INSTRUCTIONS TO FOLLOW: Rewrite the lines below, from the line with "Where is each instance of the lanyard" up to and including the line with "point(102, 139)". Add 26 to each coordinate in the answers and leave everything else unchanged.

THE RECORDS:

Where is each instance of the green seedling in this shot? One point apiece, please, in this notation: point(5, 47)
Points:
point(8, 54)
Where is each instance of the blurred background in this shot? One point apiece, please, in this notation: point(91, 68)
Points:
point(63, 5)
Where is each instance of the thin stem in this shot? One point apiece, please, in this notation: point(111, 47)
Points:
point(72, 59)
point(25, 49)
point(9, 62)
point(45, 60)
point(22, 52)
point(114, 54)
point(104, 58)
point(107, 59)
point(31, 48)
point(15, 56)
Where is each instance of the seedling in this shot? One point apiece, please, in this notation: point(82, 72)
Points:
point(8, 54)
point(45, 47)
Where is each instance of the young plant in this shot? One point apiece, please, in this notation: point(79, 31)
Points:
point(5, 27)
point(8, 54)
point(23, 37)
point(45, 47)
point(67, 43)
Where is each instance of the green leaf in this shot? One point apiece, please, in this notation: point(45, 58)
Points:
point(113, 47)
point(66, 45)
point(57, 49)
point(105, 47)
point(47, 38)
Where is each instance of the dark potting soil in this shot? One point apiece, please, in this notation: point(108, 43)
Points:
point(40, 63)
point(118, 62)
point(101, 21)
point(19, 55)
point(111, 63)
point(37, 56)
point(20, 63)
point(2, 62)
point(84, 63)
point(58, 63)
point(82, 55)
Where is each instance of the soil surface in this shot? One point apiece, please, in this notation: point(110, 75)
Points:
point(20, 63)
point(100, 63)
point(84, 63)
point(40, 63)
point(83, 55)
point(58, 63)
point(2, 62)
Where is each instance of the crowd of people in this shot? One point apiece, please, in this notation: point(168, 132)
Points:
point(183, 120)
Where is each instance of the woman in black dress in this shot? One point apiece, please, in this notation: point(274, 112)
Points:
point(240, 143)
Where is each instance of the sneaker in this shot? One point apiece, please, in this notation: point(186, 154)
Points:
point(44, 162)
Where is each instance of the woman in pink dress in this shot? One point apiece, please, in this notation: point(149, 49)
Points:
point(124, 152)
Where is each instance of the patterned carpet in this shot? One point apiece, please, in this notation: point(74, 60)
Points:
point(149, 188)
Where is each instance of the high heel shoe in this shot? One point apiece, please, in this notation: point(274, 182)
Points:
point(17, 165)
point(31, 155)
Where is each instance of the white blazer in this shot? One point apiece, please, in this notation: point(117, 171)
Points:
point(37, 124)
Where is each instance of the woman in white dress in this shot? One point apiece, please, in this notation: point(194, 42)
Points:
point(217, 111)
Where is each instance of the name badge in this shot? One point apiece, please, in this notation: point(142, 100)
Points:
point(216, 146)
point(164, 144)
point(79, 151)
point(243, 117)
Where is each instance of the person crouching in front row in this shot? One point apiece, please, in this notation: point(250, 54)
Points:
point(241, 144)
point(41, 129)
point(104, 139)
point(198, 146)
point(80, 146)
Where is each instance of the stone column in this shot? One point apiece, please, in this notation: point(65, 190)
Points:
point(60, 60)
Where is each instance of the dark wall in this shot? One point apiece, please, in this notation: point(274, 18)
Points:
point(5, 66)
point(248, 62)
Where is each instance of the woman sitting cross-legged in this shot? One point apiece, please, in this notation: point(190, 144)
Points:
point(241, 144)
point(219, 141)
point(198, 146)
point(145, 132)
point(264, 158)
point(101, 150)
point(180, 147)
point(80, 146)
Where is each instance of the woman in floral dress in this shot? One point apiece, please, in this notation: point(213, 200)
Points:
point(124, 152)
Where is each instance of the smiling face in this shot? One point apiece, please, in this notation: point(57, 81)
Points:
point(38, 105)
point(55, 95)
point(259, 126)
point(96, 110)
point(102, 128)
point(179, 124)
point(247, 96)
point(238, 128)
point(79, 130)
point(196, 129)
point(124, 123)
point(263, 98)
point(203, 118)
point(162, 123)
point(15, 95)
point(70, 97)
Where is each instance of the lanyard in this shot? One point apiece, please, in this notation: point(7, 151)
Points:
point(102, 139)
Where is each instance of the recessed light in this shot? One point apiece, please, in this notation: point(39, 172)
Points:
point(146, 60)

...

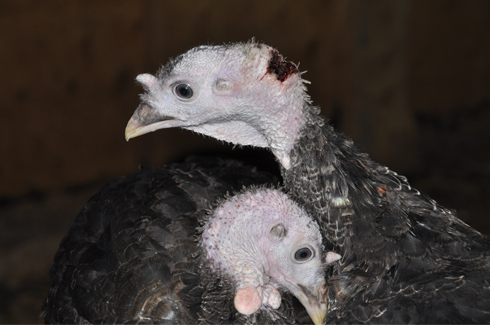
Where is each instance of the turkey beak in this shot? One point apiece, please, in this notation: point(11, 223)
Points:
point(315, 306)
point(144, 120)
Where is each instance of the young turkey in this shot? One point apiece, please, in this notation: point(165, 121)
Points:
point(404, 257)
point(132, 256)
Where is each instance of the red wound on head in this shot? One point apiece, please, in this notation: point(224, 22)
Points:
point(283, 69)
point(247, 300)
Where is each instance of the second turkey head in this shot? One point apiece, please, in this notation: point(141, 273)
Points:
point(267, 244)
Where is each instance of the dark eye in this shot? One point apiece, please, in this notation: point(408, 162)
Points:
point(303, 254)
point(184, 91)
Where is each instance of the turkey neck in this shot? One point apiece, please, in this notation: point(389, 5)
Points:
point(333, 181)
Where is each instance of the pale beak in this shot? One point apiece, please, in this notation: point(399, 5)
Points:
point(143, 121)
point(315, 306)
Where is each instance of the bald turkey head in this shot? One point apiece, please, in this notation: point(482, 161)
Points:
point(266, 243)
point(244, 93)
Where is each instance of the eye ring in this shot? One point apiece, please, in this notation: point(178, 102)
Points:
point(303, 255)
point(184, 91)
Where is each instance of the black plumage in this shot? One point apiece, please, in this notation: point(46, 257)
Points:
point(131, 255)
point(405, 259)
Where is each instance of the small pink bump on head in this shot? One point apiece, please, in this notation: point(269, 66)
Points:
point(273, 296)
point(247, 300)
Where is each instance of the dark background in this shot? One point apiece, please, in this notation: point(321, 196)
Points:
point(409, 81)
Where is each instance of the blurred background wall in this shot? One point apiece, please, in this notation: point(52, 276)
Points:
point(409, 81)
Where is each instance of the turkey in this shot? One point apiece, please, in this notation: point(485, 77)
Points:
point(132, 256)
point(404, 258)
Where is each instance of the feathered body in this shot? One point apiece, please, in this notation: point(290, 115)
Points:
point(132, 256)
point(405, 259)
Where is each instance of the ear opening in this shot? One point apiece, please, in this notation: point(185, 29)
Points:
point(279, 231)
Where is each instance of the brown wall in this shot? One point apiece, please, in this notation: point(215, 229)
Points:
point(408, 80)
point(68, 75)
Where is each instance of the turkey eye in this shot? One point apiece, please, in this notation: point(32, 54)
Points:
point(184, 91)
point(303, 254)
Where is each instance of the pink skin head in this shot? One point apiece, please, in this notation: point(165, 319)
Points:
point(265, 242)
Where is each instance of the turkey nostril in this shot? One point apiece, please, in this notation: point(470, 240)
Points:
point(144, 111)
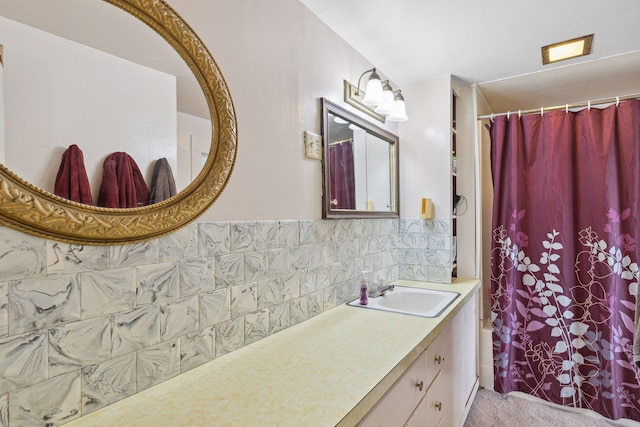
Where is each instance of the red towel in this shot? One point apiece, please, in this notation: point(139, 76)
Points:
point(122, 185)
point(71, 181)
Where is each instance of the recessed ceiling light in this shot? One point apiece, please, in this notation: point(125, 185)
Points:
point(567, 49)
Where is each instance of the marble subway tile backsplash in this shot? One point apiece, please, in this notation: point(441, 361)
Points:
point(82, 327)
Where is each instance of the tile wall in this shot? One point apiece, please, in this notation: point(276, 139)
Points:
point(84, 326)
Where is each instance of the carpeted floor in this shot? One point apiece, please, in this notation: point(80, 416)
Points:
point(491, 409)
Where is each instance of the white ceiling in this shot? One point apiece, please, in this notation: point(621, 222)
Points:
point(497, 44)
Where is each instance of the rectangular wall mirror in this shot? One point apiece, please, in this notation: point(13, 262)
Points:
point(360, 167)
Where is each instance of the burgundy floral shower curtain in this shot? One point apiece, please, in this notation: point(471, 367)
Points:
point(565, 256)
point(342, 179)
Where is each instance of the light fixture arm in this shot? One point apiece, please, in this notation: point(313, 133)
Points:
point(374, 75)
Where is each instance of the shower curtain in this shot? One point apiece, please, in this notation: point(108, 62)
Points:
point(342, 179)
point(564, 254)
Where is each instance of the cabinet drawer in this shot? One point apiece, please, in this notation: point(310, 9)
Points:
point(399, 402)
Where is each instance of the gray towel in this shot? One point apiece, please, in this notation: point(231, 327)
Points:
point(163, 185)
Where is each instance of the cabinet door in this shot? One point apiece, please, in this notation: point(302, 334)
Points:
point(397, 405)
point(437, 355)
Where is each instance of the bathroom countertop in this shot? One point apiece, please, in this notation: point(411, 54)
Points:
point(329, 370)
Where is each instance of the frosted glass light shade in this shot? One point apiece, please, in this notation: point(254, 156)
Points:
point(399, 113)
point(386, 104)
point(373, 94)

IN RESPONSE:
Where is each instance of the lanyard in this shot? One point apiece, please, in this notation: point(7, 151)
Points:
point(128, 165)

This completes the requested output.